*Supplied entries*:

=== Section Start ===

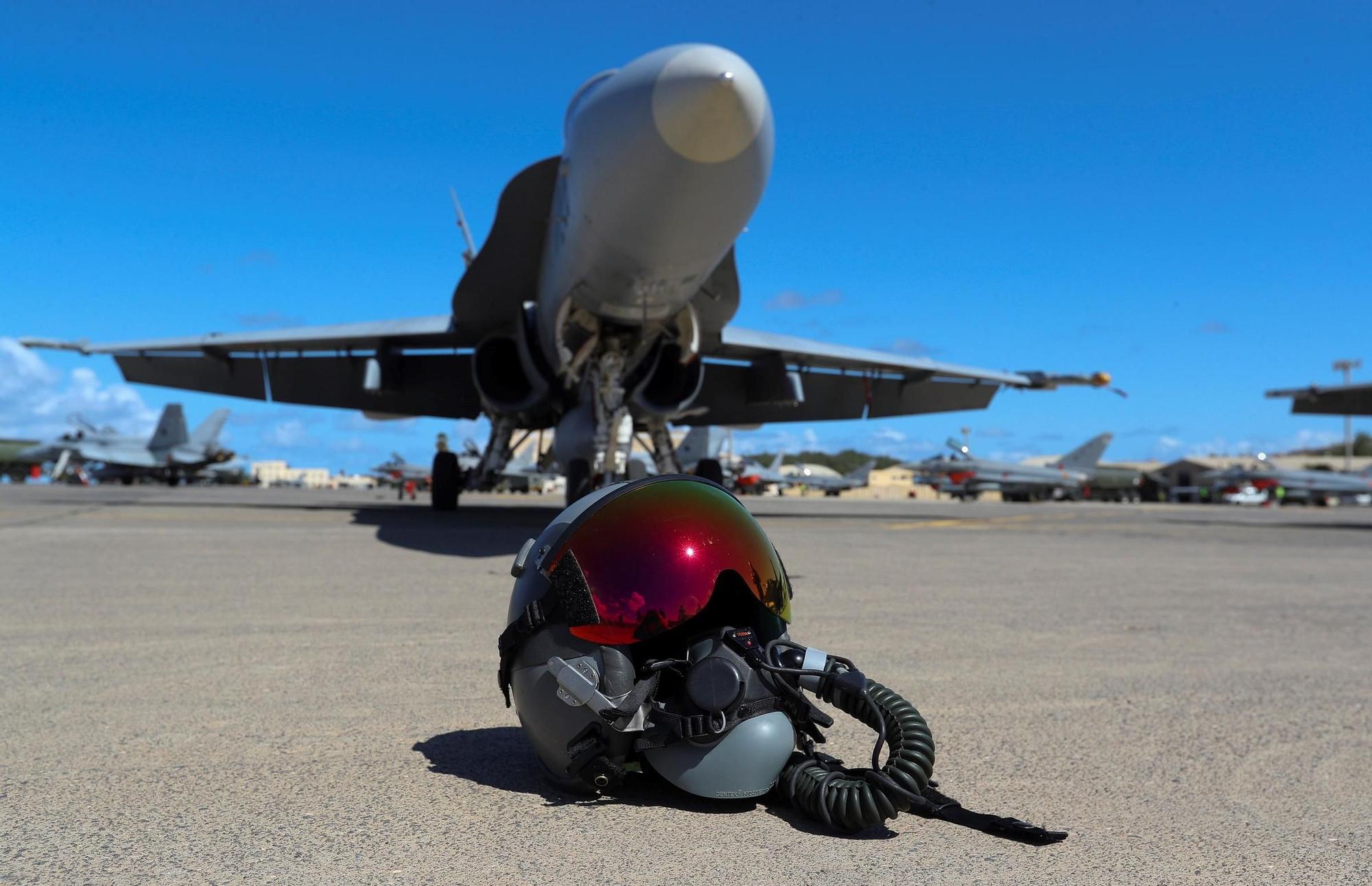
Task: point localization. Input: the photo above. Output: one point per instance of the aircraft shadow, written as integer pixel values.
(463, 533)
(1262, 525)
(501, 758)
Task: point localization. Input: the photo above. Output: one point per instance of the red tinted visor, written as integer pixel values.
(652, 558)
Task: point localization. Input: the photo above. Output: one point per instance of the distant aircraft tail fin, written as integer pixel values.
(861, 475)
(1086, 456)
(525, 459)
(702, 442)
(208, 434)
(171, 430)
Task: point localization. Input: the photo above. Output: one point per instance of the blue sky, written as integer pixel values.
(1176, 195)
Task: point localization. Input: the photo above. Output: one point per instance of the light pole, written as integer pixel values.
(1347, 367)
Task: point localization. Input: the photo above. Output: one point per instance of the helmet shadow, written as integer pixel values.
(501, 758)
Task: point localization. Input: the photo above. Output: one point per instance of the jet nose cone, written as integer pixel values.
(710, 105)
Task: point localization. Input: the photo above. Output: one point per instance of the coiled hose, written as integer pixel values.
(855, 800)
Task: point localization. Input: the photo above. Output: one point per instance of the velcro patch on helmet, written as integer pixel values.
(573, 592)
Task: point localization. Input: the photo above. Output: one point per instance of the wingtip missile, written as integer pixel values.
(1048, 382)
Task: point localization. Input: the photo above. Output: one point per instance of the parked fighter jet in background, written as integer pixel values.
(967, 477)
(1316, 486)
(831, 485)
(600, 304)
(755, 477)
(171, 455)
(401, 472)
(16, 467)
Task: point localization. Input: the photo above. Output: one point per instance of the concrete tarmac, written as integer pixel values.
(245, 686)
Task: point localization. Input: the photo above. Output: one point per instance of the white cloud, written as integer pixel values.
(1312, 440)
(36, 400)
(289, 435)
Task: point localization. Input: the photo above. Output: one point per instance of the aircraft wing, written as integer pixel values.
(764, 376)
(1345, 400)
(410, 367)
(423, 367)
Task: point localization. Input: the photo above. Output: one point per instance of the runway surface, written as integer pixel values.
(223, 686)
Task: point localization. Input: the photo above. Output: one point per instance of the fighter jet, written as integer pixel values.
(12, 466)
(600, 304)
(755, 477)
(967, 477)
(401, 472)
(855, 479)
(1299, 485)
(169, 455)
(1344, 400)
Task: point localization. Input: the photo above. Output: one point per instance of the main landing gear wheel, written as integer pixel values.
(448, 481)
(578, 479)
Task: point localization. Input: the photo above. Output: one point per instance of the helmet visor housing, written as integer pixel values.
(652, 558)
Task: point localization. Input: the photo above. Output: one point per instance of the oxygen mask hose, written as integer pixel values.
(857, 799)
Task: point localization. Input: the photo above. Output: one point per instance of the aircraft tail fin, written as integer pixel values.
(171, 430)
(861, 475)
(525, 459)
(1086, 456)
(702, 442)
(208, 433)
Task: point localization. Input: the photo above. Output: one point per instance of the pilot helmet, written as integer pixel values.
(629, 636)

=== Section End ===

*What is being asked*:
Here the job is to print all the data exactly, skipping any image.

*Exercise response*:
Task: point localization. Input: the photo above. Output: one point per instance of the aircraft shadow, written as integer pixel values.
(463, 533)
(1262, 525)
(501, 758)
Task: point localization. Input: the photo above. Output: one point per instance of the red tinted visor, written as integer pixel values.
(652, 558)
Task: point localization. Input: the photo above. Output: one point per instance of the distant aircraft tail fin, written as integer pixel values.
(861, 475)
(1086, 456)
(525, 459)
(702, 442)
(208, 434)
(171, 430)
Task: point localization. Input: the photo above. Output: one point per instance of the blue sky, written as integer pixel values.
(1176, 195)
Task: point localization. Input: the photo above. Output: one point per instance of the light pole, written as integer pixel values.
(1347, 367)
Task: point localization. Input: the photo above. Output: one point per instance of the helmet shadow, written as integer pixel values.
(501, 758)
Task: point localization. Input: the photo above. Output: one point per instance of the jet nose cone, written as integer pixel values.
(710, 105)
Task: point localization. Input: the photo above. Output: one point per instance of the coiled hose, written as integer pixel values.
(855, 800)
Task: point localization. Input: the photo above. Output: one point per instance of the velcro patch on helmet, written as integer pixel values.
(573, 592)
Task: point localization. Input: the photo above. Output: one point per instance of the wingtip missile, written as integer pixel values.
(1048, 382)
Task: point localization. Input: the photo above. Output: one point per instance of the parked fighter jet in background, written as integer pixel values.
(967, 477)
(1316, 486)
(831, 485)
(600, 304)
(755, 477)
(171, 455)
(401, 472)
(16, 467)
Task: point localization. Input: the photo above. Output: one point per instance of the concrete tarmac, written as integer pixel values.
(245, 686)
Task: point localization. Input: the photo above. Output: one point per instance of the white cloud, written as integer pixel values.
(1312, 440)
(36, 400)
(289, 435)
Task: point localization. Input: the photo above. Output: one point per instance of the aircraft wing, written as integer pixel values.
(764, 376)
(1345, 400)
(410, 367)
(423, 367)
Task: point localization. Input: the photo above. Output: one point per instance of the runway surface, written as integer pixel values.
(223, 686)
Task: point localization. Input: the photo above. Output: one point per instance of the fighter jet, written as integer pixel values.
(12, 466)
(600, 304)
(755, 477)
(967, 477)
(401, 472)
(855, 479)
(1299, 485)
(169, 455)
(1344, 400)
Task: point localization. Input: the photo above. Output: one point per instance of the main landing gear wheel, written as integer pixel values.
(448, 481)
(578, 479)
Task: point localization. Input: the photo above. Output: one point per instance of the helmet visor housing, written as integer pixel values.
(652, 558)
Task: point localization. Input: the photo above. Output: one point per instance of the oxygen mask hose, written as integer pixel values.
(857, 799)
Task: point localization. Input: the photo above. Output: one point per instance of the aircraft tail fin, written as integer pixel values.
(171, 430)
(861, 475)
(525, 459)
(1086, 456)
(702, 442)
(208, 433)
Task: point localization. Input: the photo above. Output: one point per instance of the pilot helmet, written as integer pixel values.
(629, 636)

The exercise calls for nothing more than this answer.